* **Dataset excerpts**:
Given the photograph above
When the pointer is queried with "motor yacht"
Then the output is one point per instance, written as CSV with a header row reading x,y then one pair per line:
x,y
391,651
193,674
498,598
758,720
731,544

* **Exercise objective**:
Extract every record. Keep wording exact.

* **Output**:
Given the photograph above
When the pointer is queried with "motor yacht"
Then the output is one point per instance, written as CSV with a header row reading x,y then one pair per line:
x,y
391,651
193,674
498,598
758,720
731,544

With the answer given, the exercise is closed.